(Beginning of EXCERPTED RECORDS)
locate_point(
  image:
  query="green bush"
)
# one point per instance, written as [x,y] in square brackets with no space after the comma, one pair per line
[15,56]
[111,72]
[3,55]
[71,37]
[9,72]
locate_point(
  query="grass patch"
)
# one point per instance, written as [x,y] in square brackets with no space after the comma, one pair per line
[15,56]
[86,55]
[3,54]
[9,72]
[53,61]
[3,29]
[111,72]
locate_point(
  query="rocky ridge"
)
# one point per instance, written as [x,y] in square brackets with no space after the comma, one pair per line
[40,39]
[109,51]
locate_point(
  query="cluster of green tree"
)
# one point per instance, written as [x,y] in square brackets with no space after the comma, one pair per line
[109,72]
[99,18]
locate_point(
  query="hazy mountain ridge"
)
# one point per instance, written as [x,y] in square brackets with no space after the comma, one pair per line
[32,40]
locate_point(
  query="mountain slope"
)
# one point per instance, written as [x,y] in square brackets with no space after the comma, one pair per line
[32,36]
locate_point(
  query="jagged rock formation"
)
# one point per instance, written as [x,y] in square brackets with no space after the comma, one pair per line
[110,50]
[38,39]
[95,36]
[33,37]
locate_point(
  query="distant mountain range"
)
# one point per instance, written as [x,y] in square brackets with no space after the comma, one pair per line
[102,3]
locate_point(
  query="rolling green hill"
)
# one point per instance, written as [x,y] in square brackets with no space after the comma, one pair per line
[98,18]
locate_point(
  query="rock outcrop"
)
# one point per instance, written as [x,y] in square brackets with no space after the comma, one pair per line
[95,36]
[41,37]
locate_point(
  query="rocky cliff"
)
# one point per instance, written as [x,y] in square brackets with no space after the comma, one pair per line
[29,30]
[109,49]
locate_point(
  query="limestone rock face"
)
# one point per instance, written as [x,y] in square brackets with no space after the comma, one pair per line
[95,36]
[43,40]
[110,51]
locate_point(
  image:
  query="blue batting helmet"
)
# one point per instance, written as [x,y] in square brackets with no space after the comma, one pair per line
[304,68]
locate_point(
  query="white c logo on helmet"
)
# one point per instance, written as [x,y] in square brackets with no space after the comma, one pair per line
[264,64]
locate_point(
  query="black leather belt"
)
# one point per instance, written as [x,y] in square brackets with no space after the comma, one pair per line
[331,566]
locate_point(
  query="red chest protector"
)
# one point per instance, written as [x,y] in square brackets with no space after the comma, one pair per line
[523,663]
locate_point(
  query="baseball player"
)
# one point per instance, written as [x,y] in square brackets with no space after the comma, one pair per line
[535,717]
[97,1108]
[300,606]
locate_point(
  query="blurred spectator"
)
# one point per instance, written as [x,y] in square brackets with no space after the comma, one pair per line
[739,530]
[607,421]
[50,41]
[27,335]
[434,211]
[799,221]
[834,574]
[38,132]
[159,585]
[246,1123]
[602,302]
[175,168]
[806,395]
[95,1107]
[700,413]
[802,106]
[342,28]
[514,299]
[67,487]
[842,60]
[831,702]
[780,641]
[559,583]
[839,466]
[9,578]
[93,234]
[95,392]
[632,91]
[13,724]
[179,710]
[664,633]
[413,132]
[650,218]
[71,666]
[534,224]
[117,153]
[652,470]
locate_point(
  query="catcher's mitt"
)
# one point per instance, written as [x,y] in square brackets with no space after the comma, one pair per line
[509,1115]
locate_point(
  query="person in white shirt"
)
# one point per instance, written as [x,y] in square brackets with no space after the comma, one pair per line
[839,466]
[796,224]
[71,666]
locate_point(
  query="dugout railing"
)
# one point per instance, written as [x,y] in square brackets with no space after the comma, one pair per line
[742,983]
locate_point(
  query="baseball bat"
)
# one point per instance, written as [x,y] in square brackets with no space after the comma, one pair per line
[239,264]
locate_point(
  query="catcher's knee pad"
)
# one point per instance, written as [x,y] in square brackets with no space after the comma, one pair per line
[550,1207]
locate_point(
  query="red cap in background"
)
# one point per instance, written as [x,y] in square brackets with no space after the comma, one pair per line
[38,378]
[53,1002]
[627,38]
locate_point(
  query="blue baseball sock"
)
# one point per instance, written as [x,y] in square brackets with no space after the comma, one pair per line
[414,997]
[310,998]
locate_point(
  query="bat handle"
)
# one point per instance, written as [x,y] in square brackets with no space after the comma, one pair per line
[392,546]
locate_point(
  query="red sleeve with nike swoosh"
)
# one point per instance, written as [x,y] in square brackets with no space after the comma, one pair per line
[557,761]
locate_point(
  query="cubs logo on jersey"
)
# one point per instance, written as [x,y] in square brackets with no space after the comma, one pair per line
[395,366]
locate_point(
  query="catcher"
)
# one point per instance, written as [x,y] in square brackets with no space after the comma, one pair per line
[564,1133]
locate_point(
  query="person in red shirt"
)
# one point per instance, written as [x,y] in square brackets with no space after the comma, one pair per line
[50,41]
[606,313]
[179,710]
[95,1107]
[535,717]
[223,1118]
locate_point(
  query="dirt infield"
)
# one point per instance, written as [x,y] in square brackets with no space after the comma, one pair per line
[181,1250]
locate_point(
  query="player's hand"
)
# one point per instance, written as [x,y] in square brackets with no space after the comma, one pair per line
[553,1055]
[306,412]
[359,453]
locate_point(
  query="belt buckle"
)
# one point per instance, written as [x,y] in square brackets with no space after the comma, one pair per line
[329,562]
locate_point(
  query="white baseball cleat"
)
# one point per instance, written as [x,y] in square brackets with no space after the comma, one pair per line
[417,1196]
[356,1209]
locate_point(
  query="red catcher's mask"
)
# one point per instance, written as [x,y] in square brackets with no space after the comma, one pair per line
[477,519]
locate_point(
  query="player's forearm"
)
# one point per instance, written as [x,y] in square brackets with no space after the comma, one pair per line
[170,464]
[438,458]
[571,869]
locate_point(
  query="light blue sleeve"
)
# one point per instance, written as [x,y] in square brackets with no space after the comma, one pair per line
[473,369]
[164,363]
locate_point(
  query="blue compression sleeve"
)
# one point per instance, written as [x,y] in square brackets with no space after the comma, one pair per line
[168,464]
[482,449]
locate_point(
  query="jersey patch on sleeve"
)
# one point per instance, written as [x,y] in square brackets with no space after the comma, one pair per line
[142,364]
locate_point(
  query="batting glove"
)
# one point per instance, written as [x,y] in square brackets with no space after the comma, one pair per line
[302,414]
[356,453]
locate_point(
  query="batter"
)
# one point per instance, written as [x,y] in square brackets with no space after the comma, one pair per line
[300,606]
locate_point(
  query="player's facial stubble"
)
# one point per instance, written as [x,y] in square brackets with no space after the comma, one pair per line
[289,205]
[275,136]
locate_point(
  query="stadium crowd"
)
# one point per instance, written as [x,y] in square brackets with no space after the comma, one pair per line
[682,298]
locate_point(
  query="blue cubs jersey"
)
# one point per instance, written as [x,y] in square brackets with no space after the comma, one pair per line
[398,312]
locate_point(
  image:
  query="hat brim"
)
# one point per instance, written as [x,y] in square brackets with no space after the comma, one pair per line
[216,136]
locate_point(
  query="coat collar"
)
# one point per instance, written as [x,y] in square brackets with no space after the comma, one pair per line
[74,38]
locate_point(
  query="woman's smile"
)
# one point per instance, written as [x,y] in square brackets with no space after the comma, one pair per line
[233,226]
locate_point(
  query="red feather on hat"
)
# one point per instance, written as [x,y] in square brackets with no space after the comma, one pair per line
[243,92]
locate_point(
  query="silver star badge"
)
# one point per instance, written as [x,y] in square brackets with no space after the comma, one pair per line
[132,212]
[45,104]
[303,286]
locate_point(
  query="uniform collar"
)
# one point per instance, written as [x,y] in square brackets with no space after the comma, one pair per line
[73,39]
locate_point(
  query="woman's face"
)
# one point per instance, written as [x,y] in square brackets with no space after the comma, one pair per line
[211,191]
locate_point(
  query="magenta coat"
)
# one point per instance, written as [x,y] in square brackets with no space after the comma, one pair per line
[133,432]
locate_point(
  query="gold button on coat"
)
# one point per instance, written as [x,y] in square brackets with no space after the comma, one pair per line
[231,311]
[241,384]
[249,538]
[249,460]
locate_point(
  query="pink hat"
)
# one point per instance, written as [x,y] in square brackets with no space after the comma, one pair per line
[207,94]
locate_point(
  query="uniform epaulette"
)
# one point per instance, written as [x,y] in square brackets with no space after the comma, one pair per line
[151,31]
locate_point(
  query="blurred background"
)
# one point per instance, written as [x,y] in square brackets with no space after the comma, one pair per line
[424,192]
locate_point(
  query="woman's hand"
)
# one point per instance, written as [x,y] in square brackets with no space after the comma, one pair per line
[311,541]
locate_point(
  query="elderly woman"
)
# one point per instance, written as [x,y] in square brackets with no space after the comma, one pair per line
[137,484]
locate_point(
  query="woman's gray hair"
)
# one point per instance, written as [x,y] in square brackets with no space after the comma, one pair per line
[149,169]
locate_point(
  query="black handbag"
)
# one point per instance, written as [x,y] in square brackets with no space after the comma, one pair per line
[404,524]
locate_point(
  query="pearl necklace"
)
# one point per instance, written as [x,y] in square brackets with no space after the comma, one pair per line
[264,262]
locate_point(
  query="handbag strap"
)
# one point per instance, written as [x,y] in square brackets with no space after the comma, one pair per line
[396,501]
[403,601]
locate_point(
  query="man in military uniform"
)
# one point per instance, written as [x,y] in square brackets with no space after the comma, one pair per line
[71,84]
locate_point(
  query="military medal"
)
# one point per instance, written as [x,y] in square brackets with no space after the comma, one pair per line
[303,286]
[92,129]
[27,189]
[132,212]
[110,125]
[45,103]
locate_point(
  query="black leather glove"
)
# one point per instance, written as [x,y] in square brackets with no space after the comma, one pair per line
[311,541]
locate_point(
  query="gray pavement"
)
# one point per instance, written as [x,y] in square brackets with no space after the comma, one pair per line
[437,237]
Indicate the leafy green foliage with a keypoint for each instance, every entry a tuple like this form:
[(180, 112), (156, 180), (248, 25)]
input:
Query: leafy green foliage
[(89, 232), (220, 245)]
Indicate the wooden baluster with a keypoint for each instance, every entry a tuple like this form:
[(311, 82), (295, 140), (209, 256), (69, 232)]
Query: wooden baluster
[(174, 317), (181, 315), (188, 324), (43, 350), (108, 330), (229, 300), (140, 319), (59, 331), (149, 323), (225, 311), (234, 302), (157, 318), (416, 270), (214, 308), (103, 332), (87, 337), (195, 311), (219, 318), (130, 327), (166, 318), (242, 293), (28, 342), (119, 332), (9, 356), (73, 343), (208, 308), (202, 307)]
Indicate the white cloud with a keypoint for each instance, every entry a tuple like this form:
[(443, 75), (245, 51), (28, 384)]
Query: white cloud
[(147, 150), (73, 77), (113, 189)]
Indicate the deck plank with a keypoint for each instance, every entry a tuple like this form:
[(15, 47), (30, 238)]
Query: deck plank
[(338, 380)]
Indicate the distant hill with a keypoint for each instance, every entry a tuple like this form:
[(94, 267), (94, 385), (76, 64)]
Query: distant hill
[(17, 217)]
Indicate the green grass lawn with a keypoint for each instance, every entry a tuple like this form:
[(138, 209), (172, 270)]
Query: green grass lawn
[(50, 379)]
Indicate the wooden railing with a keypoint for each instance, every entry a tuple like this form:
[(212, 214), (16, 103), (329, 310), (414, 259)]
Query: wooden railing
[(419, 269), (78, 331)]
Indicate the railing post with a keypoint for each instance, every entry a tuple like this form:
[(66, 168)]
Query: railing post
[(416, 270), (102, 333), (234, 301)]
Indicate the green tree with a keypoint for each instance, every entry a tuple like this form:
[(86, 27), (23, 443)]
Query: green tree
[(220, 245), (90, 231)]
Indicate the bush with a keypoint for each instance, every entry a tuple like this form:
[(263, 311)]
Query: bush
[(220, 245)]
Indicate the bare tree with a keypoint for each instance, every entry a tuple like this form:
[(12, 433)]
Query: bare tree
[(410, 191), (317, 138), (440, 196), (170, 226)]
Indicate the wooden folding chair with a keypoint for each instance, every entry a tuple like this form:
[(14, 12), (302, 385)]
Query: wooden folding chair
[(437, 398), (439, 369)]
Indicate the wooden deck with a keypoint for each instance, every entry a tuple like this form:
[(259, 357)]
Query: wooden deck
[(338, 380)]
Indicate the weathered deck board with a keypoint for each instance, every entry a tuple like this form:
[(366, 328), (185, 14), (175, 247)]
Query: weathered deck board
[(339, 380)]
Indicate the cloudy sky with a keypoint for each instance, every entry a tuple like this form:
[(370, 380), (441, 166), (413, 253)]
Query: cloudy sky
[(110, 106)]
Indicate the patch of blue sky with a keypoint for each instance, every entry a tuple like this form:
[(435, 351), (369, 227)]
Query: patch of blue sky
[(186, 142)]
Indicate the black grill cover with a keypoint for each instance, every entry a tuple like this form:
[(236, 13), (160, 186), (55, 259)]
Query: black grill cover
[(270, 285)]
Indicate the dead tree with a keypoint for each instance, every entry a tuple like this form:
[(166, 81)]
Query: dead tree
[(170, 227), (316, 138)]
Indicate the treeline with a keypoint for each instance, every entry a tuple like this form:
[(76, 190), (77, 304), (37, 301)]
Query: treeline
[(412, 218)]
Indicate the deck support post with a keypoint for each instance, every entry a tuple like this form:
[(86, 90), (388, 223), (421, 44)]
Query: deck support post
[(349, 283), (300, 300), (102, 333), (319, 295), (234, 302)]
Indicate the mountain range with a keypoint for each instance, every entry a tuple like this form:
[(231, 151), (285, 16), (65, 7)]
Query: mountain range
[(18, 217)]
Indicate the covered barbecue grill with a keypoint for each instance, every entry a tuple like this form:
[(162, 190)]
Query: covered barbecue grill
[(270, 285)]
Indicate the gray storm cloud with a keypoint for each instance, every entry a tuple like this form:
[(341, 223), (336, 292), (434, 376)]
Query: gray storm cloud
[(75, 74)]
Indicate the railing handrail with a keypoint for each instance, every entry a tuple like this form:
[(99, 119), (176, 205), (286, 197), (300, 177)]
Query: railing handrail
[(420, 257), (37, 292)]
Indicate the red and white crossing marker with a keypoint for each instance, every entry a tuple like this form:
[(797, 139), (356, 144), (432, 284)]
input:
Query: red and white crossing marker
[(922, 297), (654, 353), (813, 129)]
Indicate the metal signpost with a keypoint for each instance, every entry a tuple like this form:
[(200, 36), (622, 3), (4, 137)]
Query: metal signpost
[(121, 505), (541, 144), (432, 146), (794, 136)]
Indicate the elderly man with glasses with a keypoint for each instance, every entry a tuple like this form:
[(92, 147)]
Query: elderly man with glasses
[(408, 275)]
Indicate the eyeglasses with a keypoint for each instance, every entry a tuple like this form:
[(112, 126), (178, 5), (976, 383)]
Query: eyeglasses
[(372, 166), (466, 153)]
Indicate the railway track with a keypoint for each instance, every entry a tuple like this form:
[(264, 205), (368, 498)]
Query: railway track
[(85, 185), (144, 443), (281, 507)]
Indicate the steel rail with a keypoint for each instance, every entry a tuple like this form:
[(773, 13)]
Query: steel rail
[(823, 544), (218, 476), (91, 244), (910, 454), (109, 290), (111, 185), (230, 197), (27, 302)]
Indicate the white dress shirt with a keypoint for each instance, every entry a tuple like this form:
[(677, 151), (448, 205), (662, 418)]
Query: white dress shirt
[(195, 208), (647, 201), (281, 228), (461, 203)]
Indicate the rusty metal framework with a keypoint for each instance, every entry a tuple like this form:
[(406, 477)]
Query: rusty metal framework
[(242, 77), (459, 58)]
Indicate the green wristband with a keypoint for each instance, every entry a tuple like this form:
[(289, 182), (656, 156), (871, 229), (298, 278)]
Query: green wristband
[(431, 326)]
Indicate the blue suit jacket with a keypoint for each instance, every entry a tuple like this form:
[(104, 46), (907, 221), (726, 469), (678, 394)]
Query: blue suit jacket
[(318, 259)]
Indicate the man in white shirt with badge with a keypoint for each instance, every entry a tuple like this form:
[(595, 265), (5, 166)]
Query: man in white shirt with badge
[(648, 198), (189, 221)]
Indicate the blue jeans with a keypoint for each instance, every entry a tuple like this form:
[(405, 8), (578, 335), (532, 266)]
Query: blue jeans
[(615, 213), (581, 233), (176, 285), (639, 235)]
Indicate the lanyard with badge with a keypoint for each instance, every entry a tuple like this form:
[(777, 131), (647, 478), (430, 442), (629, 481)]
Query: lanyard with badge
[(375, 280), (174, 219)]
(End of EXCERPTED RECORDS)
WHAT THE EXERCISE ASKS. Start with the line above that contains "Indicate the metal" and stop after the line that contains "Indicate the white dress". Output those lines exactly, and only those.

WRITTEN RESPONSE.
Indicate the metal signpost with a keypoint for each instance, every entry a tuple like this form:
[(200, 36), (622, 3), (4, 137)]
Query: metal signpost
[(121, 505), (541, 144), (432, 146), (794, 136)]
Indicate the elderly man with glasses with a keypoint for each instance, every entry a tuple like this form:
[(92, 147)]
Query: elderly man with glasses
[(408, 275)]
Indicate the eyeglasses with a keypoint for each instance, every entry a tuple like this form:
[(112, 126), (178, 5), (976, 383)]
Query: eyeglasses
[(372, 166), (466, 153)]
Indicate the railway track with a keypoint for each instance, every entry a tuple like this form:
[(264, 205), (368, 498)]
Query: railway track
[(85, 185), (144, 443), (281, 507)]
Indicate the steel rail with a keypoint for each instance, every entry a tuple like this form:
[(773, 13)]
Query: steel rail
[(823, 544), (218, 476), (91, 244), (910, 454), (109, 290), (111, 185), (230, 197), (27, 302)]
Indicate the white dress shirt with a keypoint for each instance, every entry a tuple like this form:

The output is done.